THE PROBLEM. Only the lines of the data holding the string "contents" need to be returned.

MATERIAL FOR THIS TASK.
======

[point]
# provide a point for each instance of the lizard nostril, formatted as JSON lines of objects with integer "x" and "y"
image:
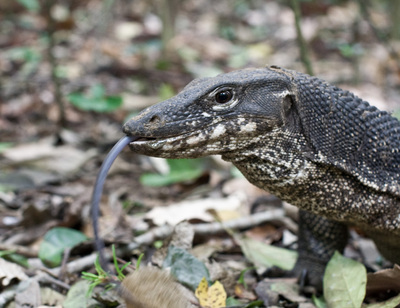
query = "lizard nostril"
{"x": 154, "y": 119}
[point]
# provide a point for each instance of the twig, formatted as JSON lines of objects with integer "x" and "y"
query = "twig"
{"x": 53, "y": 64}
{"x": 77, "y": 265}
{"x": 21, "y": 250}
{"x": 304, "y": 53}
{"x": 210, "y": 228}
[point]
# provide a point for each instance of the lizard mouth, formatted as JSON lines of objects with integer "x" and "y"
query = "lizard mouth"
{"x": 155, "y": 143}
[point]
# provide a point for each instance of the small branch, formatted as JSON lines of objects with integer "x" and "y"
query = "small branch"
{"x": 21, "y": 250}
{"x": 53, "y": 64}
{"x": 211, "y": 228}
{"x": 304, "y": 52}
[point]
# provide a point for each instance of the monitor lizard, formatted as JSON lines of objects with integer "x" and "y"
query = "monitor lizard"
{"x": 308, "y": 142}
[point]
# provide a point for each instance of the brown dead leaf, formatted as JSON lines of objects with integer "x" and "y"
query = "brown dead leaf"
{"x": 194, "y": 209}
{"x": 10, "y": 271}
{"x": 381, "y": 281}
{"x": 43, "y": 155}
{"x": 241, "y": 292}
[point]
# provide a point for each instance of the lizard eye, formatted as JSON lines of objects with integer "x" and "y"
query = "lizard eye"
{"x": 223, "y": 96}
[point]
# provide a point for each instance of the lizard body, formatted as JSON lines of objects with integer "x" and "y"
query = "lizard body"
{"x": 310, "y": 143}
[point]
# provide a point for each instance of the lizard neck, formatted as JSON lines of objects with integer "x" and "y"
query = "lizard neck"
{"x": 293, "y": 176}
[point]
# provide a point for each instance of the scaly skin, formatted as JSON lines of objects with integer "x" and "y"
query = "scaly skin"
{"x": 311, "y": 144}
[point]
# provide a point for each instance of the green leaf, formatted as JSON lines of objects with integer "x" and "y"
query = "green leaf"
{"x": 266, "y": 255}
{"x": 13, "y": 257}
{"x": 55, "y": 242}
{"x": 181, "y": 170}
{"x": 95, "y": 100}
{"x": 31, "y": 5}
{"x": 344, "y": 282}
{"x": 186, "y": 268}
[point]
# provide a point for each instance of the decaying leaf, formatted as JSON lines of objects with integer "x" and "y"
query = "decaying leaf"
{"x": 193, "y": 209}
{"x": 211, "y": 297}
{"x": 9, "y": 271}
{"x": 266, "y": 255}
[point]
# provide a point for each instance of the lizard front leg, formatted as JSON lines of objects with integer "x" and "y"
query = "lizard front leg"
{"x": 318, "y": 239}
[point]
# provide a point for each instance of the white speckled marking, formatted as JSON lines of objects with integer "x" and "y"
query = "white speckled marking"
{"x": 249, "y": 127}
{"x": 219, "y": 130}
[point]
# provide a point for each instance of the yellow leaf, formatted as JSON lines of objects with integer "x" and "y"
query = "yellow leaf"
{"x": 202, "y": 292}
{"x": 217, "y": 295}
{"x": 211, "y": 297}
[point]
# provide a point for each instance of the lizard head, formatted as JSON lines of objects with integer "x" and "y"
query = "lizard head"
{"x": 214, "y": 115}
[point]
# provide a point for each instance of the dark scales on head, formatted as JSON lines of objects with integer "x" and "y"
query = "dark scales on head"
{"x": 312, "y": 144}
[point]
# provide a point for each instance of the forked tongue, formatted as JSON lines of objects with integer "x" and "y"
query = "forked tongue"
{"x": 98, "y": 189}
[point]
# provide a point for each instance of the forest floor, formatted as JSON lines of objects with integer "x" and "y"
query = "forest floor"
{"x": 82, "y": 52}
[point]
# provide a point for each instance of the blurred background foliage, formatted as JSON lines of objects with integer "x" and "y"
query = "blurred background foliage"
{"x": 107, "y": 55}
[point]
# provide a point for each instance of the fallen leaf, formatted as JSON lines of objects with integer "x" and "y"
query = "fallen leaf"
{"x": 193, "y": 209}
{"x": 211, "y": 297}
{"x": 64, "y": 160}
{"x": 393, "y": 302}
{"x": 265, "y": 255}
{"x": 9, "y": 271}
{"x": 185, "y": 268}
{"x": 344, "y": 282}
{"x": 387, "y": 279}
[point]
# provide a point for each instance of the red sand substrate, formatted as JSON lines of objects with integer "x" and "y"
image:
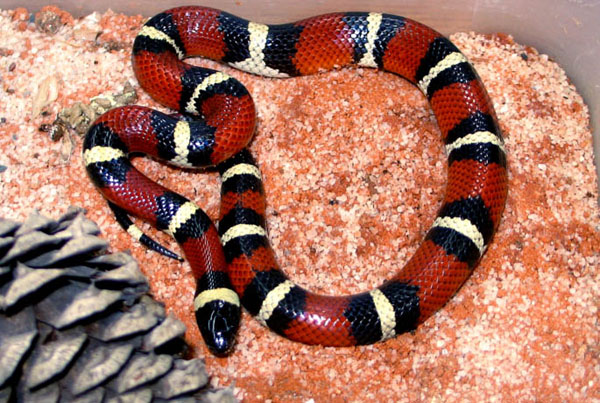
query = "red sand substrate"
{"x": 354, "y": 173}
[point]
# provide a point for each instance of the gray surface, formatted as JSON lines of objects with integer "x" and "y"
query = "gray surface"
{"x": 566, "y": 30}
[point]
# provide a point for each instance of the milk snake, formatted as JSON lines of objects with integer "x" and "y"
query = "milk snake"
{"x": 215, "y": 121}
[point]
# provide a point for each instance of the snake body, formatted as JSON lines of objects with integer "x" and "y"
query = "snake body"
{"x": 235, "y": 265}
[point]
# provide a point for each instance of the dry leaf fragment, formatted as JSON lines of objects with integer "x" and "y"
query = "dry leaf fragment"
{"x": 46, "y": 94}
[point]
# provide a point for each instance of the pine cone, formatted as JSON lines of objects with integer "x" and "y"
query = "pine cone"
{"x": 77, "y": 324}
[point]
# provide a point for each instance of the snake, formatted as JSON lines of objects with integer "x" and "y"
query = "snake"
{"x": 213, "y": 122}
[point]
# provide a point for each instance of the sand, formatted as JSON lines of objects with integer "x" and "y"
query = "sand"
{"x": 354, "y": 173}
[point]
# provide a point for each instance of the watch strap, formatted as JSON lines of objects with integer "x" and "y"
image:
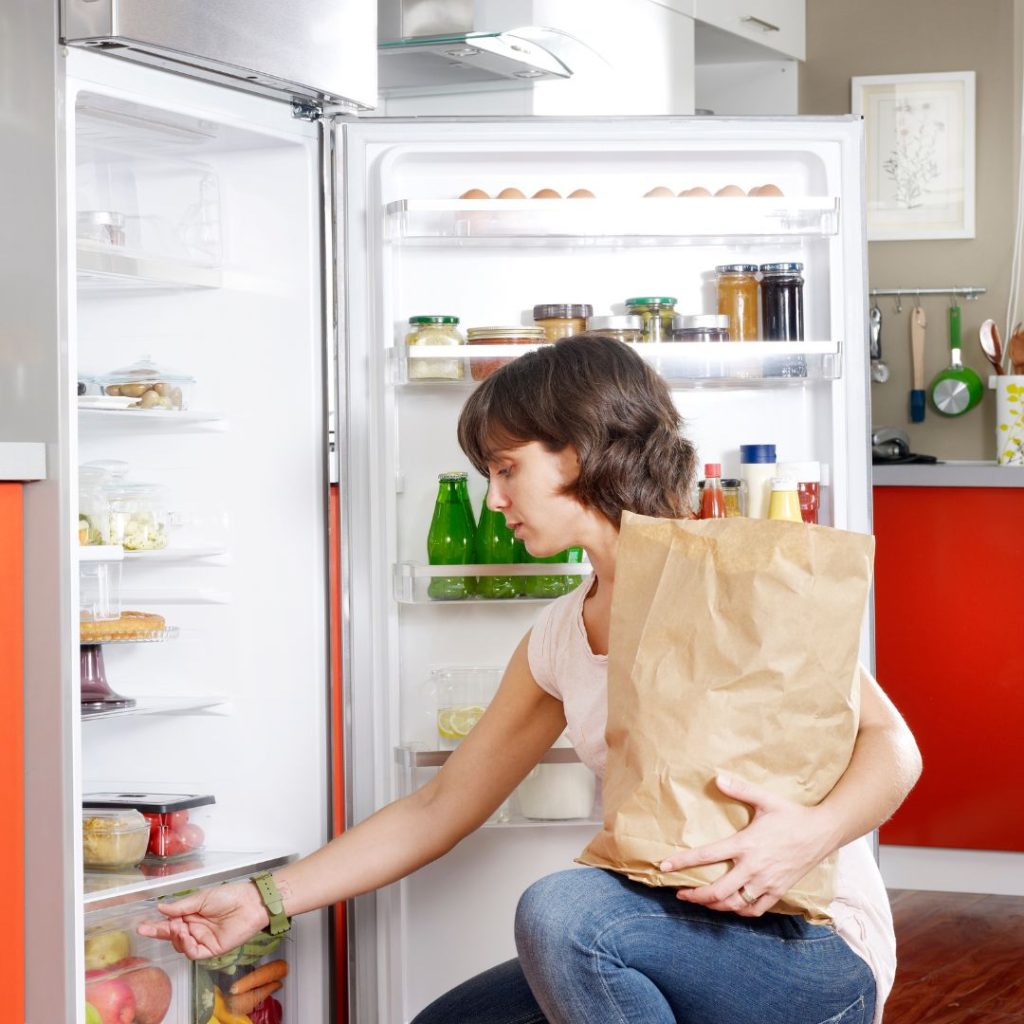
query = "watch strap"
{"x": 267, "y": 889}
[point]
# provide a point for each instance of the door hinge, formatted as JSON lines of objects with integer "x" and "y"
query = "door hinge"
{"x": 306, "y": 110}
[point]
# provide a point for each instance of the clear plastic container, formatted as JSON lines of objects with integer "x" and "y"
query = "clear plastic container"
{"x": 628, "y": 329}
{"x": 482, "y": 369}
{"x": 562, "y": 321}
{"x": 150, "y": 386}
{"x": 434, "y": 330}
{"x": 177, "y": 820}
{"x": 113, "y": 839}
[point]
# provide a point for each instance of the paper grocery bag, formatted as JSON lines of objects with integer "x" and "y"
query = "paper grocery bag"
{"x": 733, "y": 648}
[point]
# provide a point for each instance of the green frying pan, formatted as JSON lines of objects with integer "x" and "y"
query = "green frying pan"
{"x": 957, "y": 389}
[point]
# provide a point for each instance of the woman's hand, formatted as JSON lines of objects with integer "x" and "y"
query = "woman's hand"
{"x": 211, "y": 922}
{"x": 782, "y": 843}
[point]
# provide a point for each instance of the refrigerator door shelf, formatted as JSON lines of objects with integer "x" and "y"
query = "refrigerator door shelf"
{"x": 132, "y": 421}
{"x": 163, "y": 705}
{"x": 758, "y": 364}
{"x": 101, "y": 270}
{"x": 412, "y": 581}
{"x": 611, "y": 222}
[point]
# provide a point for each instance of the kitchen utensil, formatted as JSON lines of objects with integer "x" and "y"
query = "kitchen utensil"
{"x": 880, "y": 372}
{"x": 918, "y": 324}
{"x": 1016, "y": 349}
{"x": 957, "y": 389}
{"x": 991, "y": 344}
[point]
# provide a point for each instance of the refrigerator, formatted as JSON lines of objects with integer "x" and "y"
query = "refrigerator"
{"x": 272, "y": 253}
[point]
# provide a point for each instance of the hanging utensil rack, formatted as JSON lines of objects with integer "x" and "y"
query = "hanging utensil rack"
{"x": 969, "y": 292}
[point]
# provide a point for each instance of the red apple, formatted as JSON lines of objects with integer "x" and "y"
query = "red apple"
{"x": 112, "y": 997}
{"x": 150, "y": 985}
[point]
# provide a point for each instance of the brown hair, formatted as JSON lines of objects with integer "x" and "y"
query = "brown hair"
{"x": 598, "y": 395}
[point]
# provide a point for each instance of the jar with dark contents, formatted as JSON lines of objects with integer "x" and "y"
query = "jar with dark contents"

======

EXERCISE RESULT.
# provide a point for each instance of the jar with dark contents, formatted as JSON lines of objects with integer "x" and "y"
query = "jar with dark contents"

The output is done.